Task objective: Filter these entries, keeping only lines that hold the word "below".

Information shown:
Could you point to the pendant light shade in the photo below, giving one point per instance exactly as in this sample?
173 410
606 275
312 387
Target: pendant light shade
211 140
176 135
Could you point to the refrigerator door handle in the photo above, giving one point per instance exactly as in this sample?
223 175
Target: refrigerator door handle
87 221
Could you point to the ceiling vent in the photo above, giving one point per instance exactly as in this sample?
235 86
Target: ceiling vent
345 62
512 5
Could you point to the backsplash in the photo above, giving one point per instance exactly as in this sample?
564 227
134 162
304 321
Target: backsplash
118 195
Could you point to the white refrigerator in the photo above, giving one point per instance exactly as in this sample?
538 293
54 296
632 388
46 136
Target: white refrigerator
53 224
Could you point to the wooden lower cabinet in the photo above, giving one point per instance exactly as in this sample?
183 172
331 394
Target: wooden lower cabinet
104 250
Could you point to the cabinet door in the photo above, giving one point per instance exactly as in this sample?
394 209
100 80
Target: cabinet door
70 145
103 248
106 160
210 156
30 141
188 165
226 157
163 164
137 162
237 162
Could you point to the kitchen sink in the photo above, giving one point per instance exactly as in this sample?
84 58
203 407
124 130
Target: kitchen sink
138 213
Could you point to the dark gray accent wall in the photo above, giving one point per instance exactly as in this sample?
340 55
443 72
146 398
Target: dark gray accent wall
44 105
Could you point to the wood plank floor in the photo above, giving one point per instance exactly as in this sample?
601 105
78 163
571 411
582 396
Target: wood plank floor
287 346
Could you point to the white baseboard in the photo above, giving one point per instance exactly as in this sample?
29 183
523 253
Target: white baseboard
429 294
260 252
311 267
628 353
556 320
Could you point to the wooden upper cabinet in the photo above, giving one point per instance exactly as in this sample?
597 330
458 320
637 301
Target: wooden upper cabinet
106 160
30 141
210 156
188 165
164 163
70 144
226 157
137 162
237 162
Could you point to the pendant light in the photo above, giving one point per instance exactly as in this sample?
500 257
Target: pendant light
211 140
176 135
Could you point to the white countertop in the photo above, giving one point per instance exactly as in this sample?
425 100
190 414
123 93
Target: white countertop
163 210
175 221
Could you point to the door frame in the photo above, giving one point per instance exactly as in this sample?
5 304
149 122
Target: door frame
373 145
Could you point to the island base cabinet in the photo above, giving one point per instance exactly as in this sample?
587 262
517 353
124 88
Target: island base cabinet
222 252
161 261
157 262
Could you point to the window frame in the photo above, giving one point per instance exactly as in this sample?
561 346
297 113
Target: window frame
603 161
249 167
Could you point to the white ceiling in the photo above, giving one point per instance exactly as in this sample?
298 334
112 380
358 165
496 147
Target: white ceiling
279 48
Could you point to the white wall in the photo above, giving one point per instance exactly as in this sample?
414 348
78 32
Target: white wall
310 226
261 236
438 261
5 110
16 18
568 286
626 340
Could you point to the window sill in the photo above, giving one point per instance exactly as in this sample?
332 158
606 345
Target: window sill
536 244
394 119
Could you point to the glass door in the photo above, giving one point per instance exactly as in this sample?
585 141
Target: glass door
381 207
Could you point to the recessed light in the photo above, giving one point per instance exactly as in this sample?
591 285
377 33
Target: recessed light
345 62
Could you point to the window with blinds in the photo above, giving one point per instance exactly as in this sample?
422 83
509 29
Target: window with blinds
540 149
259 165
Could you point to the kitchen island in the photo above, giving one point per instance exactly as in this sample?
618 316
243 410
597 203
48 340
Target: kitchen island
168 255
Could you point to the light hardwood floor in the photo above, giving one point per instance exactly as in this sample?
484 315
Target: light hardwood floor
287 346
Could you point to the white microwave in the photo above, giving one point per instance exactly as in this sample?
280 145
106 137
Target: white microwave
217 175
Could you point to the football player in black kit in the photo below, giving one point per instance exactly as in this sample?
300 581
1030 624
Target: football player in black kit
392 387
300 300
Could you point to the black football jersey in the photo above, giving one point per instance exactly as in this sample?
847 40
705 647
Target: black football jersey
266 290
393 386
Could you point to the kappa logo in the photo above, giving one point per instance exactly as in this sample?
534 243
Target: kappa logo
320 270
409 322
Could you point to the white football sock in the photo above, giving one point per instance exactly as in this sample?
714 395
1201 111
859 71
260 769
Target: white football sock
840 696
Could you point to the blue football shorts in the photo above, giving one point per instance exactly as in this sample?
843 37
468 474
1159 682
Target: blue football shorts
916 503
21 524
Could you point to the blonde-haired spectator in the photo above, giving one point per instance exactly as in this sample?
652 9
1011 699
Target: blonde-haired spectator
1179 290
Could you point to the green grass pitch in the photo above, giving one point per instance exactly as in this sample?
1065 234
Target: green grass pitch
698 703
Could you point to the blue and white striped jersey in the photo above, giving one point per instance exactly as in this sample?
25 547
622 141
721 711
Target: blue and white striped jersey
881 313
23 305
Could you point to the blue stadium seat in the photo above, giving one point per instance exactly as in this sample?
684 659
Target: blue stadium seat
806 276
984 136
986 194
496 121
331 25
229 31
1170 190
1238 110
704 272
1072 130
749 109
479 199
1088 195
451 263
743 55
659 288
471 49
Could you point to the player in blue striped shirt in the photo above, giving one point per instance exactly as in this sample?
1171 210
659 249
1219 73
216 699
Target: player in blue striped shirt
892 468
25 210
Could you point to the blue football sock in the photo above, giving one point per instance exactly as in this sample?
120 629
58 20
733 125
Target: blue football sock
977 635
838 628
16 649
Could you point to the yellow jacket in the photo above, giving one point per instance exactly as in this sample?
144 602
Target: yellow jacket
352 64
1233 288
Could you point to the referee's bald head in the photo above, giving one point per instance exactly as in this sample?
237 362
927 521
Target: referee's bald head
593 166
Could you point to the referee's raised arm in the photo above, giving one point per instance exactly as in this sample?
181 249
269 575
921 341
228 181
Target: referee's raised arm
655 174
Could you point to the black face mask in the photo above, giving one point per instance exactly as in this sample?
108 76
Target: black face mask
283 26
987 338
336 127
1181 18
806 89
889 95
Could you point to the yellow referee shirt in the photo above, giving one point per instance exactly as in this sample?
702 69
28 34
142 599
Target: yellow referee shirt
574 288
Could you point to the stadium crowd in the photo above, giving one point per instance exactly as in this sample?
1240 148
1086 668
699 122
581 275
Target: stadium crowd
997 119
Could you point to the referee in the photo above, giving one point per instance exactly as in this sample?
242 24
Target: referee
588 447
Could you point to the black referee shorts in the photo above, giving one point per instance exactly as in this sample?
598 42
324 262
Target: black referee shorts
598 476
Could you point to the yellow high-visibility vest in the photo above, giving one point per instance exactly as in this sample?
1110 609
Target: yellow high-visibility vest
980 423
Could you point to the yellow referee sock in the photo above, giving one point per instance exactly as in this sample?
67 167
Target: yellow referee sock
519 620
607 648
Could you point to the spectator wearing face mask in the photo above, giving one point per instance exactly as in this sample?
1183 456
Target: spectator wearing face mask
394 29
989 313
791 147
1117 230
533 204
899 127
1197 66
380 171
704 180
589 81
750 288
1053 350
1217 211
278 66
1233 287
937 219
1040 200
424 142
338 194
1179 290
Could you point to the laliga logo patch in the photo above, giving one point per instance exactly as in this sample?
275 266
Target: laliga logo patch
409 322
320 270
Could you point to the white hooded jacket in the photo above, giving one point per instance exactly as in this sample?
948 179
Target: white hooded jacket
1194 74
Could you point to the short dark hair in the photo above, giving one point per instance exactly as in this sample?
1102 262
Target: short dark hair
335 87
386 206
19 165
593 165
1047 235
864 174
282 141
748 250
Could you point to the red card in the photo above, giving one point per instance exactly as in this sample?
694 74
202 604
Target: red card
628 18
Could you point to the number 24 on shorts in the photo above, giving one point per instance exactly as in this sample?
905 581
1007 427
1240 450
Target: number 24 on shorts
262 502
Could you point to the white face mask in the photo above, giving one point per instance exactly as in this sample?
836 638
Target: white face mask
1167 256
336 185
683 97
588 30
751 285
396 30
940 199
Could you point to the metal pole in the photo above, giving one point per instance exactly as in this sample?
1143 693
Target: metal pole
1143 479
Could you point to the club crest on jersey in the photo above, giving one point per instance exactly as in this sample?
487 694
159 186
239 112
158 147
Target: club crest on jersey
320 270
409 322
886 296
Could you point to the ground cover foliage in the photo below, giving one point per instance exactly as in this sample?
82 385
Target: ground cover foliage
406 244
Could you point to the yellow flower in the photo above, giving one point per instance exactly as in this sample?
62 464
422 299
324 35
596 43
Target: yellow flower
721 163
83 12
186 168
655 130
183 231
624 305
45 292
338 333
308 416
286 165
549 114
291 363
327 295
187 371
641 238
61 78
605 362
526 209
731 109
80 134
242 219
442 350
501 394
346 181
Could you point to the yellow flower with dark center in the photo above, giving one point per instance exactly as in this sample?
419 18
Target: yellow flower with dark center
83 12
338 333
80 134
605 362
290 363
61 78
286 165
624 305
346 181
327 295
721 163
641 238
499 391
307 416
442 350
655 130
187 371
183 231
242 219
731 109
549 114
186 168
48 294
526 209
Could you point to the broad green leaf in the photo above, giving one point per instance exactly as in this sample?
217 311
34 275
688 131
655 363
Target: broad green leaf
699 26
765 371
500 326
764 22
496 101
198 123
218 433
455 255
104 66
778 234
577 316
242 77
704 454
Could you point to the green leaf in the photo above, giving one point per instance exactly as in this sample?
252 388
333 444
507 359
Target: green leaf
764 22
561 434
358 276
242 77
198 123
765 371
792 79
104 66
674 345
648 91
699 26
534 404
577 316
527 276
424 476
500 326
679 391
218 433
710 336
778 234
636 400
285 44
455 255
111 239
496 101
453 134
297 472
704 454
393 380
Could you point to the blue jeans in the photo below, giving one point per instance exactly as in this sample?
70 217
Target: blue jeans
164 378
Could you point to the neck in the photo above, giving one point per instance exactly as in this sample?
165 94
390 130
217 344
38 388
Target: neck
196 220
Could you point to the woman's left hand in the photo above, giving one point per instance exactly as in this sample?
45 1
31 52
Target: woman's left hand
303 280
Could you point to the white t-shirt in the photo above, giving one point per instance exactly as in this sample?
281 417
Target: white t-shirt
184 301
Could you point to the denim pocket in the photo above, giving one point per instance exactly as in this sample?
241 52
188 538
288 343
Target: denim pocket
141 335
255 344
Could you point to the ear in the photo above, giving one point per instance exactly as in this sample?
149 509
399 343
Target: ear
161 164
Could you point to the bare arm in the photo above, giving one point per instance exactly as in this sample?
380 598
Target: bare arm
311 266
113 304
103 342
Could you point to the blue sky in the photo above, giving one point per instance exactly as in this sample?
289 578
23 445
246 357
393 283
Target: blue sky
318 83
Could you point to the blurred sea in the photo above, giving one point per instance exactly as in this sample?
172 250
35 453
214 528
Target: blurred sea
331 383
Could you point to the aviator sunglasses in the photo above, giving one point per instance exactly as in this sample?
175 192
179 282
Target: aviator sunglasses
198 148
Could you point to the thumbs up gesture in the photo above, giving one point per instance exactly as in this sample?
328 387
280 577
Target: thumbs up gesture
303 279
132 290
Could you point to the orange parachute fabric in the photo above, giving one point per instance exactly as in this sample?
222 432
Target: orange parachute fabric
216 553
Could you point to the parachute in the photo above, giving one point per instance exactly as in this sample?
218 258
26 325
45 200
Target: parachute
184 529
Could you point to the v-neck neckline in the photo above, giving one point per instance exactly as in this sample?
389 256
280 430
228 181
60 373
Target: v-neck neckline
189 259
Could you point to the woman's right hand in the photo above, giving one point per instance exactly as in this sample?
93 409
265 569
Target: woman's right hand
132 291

Result:
Could you point to the pendant light shade in the photo below, giving one point per instance exactly as in this sample?
Could you point to the football player in black kit in the photo below, giving one point per instance exactly as in this sample?
Could you point to the ground cover foliage in the photo below, giving one point per instance exactly as in this sample?
Could you point to the blue jeans in the photo below, giving one point per instance exactly as in this sample?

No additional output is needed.